**Aim of the exercise**
At the line containing "x=164, y=41", begin an exact copy of the lines below and continue through the final one, with no pictures.

***

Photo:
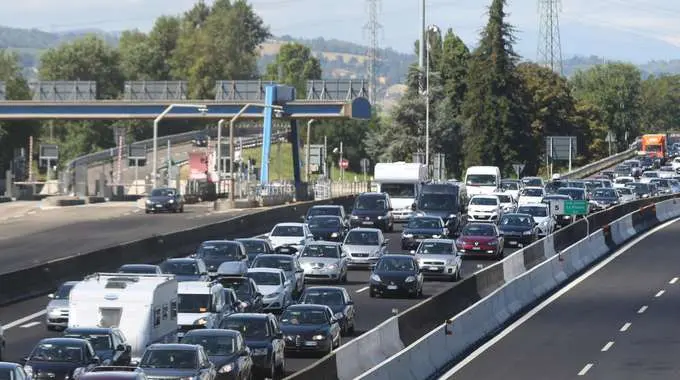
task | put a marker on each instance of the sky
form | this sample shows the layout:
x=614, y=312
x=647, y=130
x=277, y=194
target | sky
x=630, y=30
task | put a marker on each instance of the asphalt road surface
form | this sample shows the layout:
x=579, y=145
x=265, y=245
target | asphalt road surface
x=620, y=323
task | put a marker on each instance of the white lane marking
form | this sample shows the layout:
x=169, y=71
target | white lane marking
x=585, y=369
x=552, y=299
x=607, y=346
x=23, y=320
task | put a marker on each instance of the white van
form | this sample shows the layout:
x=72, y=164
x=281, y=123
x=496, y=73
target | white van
x=482, y=180
x=142, y=306
x=400, y=180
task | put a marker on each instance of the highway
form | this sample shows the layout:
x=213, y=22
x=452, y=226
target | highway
x=619, y=323
x=24, y=322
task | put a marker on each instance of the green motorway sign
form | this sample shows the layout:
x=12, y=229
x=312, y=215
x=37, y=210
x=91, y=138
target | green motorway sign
x=575, y=207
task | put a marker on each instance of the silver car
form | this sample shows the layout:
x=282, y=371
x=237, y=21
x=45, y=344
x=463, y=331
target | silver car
x=323, y=260
x=438, y=258
x=57, y=309
x=364, y=246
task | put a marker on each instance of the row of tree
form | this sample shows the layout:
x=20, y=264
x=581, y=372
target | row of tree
x=486, y=106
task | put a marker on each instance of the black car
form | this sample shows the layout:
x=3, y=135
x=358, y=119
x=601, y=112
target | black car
x=338, y=299
x=420, y=228
x=604, y=198
x=264, y=338
x=177, y=361
x=327, y=228
x=518, y=229
x=226, y=349
x=140, y=269
x=215, y=252
x=12, y=371
x=256, y=247
x=396, y=274
x=310, y=328
x=186, y=269
x=164, y=200
x=60, y=358
x=246, y=291
x=109, y=344
x=372, y=210
x=326, y=210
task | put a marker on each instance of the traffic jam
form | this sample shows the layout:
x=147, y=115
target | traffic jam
x=236, y=309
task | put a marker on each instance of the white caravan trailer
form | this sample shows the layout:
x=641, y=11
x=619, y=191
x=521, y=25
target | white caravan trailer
x=142, y=306
x=401, y=180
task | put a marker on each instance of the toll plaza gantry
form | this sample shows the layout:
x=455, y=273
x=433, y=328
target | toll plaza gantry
x=249, y=100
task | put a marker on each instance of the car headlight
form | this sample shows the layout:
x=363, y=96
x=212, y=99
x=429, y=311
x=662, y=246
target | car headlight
x=258, y=351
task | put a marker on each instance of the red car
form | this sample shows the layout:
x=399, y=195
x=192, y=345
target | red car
x=480, y=239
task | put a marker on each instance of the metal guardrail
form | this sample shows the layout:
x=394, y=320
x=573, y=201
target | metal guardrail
x=600, y=165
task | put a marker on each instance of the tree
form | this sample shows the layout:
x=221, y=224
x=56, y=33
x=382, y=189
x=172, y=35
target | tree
x=496, y=128
x=294, y=65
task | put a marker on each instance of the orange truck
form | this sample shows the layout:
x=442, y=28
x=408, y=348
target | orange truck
x=654, y=146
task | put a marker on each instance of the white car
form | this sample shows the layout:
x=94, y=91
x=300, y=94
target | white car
x=276, y=290
x=484, y=208
x=541, y=214
x=296, y=235
x=533, y=194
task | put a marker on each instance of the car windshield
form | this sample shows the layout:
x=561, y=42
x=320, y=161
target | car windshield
x=301, y=316
x=273, y=262
x=370, y=203
x=484, y=201
x=218, y=250
x=100, y=342
x=288, y=231
x=318, y=250
x=362, y=238
x=435, y=248
x=163, y=193
x=317, y=211
x=57, y=352
x=179, y=268
x=169, y=359
x=399, y=190
x=255, y=328
x=479, y=230
x=324, y=222
x=265, y=278
x=214, y=345
x=323, y=297
x=535, y=211
x=428, y=223
x=604, y=193
x=432, y=201
x=393, y=264
x=516, y=220
x=481, y=180
x=63, y=292
x=194, y=303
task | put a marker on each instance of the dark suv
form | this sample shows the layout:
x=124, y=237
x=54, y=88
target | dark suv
x=373, y=210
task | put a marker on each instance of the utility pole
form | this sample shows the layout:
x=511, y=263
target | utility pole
x=549, y=42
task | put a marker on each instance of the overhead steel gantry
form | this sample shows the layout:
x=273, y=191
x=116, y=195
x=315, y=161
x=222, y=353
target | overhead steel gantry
x=326, y=99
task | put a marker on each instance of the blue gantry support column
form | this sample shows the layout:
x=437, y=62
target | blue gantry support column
x=269, y=97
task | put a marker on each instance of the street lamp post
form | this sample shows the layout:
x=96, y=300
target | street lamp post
x=154, y=171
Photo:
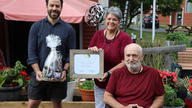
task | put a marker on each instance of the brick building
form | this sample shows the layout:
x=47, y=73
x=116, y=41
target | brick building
x=179, y=18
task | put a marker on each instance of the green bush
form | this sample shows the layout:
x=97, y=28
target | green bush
x=87, y=85
x=171, y=98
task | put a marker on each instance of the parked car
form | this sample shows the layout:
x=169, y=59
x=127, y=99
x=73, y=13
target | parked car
x=148, y=19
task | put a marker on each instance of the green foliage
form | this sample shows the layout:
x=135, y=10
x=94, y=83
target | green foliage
x=167, y=7
x=13, y=76
x=87, y=85
x=69, y=78
x=176, y=36
x=171, y=98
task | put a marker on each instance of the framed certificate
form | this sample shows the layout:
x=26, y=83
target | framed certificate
x=86, y=64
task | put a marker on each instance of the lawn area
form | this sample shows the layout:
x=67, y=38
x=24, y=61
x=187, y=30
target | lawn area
x=157, y=60
x=160, y=37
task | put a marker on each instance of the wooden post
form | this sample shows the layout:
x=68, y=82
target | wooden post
x=166, y=50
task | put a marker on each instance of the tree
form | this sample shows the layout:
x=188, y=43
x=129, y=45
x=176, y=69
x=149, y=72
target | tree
x=164, y=7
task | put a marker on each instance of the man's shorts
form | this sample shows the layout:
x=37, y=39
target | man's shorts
x=42, y=90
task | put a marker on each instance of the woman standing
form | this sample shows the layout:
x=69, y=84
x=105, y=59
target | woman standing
x=112, y=40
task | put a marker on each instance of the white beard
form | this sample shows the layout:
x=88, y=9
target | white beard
x=133, y=66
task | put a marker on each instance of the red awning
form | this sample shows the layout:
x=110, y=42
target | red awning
x=34, y=10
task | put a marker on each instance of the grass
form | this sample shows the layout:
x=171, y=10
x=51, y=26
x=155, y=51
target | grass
x=160, y=37
x=155, y=60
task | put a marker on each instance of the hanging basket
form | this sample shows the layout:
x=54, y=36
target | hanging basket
x=87, y=95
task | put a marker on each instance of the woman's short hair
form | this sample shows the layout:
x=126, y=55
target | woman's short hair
x=115, y=11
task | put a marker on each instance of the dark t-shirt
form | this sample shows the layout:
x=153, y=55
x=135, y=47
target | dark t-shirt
x=138, y=89
x=113, y=50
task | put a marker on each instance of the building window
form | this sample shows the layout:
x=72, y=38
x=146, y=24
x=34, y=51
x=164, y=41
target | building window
x=189, y=7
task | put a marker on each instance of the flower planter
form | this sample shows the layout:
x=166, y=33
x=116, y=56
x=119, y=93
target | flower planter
x=70, y=89
x=87, y=95
x=10, y=93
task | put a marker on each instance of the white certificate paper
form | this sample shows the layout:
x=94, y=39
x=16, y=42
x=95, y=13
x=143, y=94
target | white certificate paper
x=86, y=64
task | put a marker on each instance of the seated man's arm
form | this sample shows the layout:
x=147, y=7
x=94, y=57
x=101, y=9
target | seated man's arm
x=110, y=100
x=158, y=102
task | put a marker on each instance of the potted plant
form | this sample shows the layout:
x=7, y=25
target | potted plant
x=171, y=99
x=172, y=87
x=11, y=81
x=87, y=90
x=175, y=38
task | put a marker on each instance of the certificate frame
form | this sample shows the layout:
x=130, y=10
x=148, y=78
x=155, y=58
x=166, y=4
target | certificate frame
x=81, y=61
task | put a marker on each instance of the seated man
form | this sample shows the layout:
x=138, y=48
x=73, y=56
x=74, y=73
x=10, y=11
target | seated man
x=134, y=85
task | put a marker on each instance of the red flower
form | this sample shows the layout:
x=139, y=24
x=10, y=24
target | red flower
x=23, y=73
x=190, y=88
x=5, y=68
x=27, y=78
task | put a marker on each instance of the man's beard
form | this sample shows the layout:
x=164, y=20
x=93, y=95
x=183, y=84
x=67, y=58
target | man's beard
x=133, y=66
x=54, y=14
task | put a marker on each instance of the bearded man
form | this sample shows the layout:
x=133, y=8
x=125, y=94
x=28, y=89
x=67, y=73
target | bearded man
x=38, y=51
x=134, y=85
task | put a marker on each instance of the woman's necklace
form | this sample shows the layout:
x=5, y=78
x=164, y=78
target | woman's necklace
x=111, y=40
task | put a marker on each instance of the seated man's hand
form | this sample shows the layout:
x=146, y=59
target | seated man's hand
x=133, y=106
x=105, y=75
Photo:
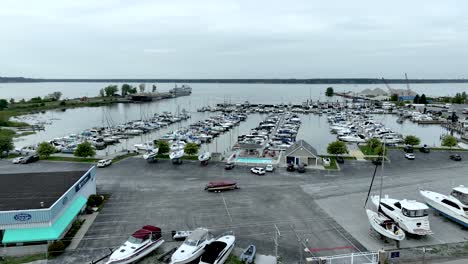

***

**Exercise result**
x=164, y=41
target | building window
x=189, y=7
task | put a marker on each instance of the flower planter
form | this sample shows the layout:
x=166, y=33
x=116, y=56
x=119, y=93
target | flower planter
x=70, y=89
x=87, y=95
x=10, y=93
task | put a marker on each instance of the white certificate paper
form | this sample shows the layout:
x=94, y=39
x=16, y=42
x=95, y=13
x=143, y=94
target | white certificate paper
x=86, y=64
task | put a marker on each instance of the seated man's arm
form | this sample shows the layout:
x=147, y=7
x=94, y=57
x=101, y=9
target | seated man's arm
x=110, y=100
x=158, y=102
task | put a marker on each instance of the potted plant
form | this sample shows the layout:
x=7, y=25
target | potted plant
x=171, y=99
x=172, y=87
x=11, y=81
x=87, y=90
x=175, y=38
task | put a marker on each instance of the certificate frame
form | this sample shows the layout:
x=130, y=10
x=148, y=78
x=155, y=58
x=166, y=4
target | certificate frame
x=81, y=61
task | put a marker on each instance of the seated man
form | this sample shows the layout:
x=138, y=48
x=73, y=56
x=74, y=73
x=10, y=11
target | seated man
x=134, y=85
task | put a marker on each instance of the red flower
form | this sample shows the layout:
x=139, y=24
x=10, y=24
target | red flower
x=23, y=73
x=190, y=88
x=5, y=68
x=27, y=78
task | put a marker on each instance of the man's beard
form | this sample shows the layout:
x=164, y=20
x=93, y=95
x=183, y=84
x=67, y=58
target | man's beard
x=133, y=66
x=54, y=14
task | put a marker on each instance of the bearded man
form | this sample shows the layout:
x=133, y=8
x=125, y=94
x=28, y=89
x=67, y=73
target | bearded man
x=38, y=51
x=134, y=85
task | put a marker on each instance of the woman's necklace
form | this sample shows the layout:
x=5, y=78
x=164, y=78
target | woman's necklace
x=111, y=40
task | put a marker on each instance of the seated man's hand
form | this sample shows the layout:
x=146, y=59
target | seated man's hand
x=133, y=106
x=105, y=75
Photo:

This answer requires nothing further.